__Task statement__.
Every line in the data below that has the word "hood" should be returned.

--- Provided material ---

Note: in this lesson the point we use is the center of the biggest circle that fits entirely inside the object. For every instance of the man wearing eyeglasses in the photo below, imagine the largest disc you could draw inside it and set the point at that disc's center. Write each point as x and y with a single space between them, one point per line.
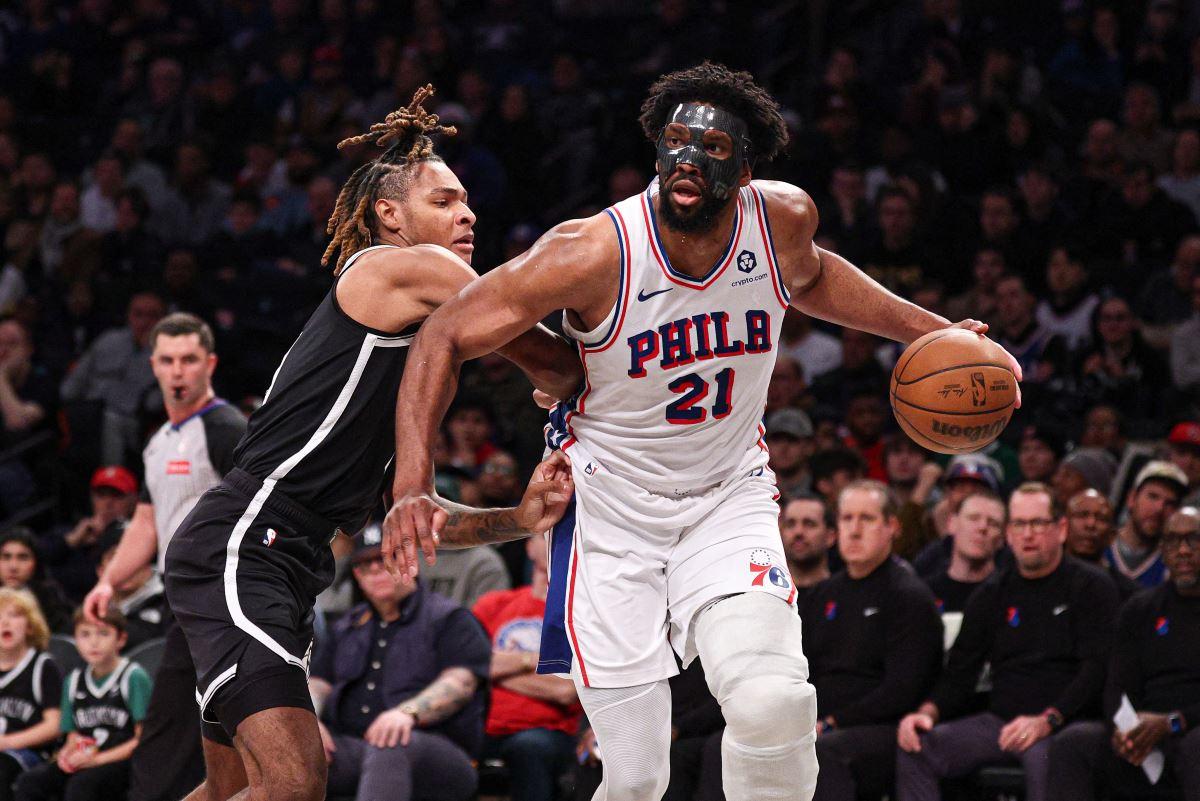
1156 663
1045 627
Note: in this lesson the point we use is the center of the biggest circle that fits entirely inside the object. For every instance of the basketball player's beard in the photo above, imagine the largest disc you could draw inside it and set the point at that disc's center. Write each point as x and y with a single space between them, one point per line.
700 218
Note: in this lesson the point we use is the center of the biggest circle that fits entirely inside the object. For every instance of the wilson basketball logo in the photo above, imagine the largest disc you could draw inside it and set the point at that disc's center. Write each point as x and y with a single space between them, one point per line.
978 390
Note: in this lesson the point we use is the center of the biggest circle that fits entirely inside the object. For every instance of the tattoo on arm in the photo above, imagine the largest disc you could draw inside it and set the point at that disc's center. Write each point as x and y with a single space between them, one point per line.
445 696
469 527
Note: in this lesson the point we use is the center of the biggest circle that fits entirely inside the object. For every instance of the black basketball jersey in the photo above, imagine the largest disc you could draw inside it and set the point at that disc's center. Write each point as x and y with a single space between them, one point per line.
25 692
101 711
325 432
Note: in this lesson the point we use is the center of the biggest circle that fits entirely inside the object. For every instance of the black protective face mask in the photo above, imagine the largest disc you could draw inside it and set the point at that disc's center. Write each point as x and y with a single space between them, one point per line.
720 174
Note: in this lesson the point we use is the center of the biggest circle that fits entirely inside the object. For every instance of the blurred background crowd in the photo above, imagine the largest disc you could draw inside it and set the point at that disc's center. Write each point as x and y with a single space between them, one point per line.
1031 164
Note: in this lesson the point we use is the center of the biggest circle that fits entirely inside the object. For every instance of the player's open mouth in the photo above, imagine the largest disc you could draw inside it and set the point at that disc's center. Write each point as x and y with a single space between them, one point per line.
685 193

---
--- Provided material ---

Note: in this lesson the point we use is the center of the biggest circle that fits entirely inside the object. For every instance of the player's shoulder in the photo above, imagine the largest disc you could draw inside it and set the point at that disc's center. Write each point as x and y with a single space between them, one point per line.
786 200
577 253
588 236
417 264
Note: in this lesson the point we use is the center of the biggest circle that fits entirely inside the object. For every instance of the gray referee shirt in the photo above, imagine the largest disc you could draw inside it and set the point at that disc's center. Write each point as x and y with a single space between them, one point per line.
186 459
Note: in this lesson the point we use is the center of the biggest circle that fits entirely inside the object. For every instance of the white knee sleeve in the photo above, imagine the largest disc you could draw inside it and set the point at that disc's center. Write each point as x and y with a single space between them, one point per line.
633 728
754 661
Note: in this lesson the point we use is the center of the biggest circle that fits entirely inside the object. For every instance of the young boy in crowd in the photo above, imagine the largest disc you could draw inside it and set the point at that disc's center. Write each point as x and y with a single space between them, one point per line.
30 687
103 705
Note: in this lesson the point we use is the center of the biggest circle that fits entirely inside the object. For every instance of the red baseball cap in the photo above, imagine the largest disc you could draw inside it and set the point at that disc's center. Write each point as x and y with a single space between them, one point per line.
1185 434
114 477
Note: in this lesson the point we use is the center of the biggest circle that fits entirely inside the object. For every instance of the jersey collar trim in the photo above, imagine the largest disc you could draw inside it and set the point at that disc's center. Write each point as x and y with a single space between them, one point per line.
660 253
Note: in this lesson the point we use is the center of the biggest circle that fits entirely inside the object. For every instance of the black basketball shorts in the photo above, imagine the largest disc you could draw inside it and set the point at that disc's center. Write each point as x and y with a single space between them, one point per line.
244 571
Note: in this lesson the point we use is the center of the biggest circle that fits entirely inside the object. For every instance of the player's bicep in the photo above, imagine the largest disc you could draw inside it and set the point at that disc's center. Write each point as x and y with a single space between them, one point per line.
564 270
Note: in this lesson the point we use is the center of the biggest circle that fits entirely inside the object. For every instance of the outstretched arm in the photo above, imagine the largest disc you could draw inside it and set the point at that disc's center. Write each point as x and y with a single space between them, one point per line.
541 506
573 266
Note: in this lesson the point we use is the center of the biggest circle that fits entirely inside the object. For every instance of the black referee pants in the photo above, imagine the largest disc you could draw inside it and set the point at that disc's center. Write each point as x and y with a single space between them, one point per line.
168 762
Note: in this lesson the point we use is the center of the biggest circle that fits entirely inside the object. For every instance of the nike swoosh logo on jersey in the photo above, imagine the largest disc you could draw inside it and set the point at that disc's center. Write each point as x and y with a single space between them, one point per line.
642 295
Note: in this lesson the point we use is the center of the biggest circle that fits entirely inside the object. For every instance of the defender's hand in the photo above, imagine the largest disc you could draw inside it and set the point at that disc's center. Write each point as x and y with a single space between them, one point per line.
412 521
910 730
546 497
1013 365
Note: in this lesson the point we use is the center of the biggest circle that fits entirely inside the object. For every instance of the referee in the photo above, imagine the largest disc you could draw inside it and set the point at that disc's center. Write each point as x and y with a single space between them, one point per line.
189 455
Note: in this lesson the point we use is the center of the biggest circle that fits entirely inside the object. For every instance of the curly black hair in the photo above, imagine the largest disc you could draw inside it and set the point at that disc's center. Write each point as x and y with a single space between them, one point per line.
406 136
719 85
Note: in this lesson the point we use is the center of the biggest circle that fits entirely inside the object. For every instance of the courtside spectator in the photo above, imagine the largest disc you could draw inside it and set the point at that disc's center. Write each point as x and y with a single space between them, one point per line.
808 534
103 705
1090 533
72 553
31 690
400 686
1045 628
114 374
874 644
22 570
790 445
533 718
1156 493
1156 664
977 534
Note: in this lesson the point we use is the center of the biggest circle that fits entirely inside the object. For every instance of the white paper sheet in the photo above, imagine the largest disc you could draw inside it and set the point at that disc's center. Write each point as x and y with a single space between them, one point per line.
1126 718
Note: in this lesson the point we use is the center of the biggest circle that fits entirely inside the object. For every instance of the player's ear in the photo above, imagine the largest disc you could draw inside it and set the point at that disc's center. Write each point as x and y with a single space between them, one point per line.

---
--- Provided material ---

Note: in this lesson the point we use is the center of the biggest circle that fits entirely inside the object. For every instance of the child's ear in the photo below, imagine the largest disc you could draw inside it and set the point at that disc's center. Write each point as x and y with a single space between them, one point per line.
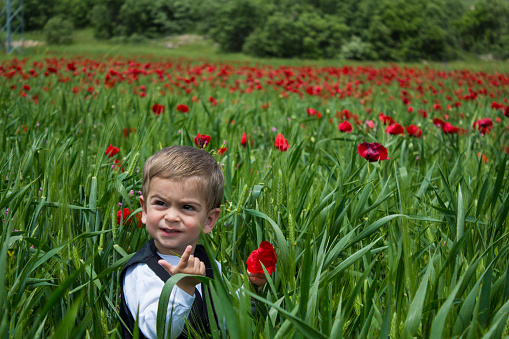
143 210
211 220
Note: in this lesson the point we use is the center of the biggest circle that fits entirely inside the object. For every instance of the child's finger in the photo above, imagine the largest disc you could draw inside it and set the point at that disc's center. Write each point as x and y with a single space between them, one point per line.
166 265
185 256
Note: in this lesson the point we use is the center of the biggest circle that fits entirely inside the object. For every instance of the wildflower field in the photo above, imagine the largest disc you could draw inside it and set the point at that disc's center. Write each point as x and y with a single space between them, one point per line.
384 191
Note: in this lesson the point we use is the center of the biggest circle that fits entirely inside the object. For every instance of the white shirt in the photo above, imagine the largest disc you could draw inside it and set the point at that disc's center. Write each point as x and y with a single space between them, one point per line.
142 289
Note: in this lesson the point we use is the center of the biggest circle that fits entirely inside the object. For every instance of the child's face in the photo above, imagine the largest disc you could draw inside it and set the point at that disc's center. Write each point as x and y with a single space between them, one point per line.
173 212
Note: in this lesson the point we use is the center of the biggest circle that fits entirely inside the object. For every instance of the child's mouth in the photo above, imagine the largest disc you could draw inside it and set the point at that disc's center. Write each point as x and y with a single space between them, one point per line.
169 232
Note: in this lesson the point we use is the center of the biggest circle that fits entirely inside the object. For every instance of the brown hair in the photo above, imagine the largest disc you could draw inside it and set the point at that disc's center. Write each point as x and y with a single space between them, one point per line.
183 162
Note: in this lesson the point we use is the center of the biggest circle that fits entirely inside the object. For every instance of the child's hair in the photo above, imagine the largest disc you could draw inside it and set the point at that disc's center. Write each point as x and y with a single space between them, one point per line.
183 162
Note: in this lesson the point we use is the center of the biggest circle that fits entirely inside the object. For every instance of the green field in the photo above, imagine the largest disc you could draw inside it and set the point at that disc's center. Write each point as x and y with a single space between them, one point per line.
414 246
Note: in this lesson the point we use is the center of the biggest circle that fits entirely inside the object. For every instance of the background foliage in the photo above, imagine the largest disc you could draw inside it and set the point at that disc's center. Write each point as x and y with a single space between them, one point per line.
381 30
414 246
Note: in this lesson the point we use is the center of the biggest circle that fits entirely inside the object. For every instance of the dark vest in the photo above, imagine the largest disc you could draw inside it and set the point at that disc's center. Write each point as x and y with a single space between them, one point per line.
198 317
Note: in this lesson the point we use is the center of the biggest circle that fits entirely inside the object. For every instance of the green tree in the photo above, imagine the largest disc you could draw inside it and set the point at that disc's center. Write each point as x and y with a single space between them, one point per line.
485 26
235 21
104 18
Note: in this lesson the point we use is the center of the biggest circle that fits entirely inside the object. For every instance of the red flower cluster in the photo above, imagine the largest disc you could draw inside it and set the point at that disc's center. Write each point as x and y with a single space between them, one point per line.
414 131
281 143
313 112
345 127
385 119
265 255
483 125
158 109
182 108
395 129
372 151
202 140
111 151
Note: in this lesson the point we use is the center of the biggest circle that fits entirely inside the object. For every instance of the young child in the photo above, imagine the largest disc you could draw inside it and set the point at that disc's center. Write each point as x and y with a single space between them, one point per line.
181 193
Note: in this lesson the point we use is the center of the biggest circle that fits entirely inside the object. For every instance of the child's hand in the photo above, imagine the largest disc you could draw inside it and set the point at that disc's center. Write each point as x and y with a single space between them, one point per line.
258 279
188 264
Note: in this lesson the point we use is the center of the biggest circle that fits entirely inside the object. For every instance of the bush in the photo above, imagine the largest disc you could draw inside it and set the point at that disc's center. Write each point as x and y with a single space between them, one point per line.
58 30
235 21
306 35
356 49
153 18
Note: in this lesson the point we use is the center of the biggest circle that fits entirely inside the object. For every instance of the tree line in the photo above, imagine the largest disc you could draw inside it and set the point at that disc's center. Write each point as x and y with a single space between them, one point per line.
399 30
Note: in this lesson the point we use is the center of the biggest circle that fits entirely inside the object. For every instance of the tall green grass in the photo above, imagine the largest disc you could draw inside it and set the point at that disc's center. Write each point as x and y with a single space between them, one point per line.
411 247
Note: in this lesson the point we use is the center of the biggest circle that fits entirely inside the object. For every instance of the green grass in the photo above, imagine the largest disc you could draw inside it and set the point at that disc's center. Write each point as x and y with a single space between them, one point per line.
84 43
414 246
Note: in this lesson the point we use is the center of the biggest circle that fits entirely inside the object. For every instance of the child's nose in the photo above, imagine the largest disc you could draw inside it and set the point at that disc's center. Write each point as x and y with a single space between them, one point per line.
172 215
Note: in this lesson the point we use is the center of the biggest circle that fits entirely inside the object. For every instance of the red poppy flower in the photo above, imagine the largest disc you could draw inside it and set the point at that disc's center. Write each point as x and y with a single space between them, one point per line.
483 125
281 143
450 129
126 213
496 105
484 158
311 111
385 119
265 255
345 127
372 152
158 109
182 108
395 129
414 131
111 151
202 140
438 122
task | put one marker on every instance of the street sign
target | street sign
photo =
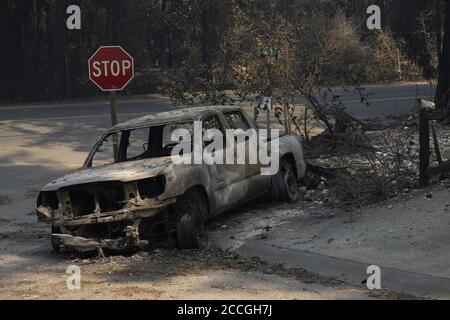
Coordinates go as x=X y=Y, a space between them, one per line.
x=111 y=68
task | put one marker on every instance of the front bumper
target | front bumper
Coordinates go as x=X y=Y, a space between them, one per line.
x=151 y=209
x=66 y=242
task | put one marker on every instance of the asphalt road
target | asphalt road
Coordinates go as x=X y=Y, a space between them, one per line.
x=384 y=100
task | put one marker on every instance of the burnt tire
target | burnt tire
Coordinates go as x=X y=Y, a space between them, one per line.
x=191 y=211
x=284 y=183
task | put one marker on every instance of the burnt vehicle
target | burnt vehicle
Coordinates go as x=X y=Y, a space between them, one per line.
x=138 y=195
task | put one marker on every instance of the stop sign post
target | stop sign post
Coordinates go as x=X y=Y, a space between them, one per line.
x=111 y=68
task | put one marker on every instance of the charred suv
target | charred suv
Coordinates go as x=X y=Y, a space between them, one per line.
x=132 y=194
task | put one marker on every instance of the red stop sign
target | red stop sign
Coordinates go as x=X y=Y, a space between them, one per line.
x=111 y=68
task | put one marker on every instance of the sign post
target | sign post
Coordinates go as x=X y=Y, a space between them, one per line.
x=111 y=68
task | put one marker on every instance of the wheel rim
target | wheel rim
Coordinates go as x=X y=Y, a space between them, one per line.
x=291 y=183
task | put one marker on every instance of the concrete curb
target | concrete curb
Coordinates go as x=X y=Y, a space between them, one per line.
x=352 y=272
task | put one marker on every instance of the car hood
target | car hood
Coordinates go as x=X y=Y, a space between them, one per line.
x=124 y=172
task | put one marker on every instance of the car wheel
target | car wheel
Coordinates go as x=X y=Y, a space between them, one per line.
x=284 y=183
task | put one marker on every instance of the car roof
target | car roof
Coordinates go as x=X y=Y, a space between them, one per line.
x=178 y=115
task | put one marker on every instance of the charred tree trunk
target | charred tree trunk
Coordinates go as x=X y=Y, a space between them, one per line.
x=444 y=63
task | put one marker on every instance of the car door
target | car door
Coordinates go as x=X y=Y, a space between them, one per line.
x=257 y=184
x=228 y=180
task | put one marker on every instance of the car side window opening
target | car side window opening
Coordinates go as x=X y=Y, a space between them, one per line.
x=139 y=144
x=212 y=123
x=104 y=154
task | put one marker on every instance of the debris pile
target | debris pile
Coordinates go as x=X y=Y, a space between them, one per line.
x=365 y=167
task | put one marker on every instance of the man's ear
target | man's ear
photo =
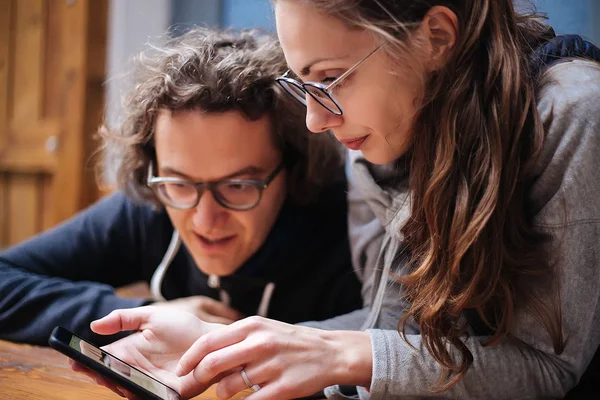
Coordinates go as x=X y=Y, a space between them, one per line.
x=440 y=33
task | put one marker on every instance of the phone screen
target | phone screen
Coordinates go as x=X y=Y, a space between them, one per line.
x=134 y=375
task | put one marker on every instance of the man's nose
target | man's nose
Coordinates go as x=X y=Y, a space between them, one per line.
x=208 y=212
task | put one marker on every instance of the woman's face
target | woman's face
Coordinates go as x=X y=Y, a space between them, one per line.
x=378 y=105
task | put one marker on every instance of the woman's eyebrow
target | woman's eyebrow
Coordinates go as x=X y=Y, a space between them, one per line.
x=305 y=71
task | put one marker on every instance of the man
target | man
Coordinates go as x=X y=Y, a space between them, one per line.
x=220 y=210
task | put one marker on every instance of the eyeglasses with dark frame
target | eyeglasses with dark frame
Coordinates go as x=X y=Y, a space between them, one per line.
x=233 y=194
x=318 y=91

---

__Answer to this task__.
task | put one marker on every instance of the car hood
target | car hood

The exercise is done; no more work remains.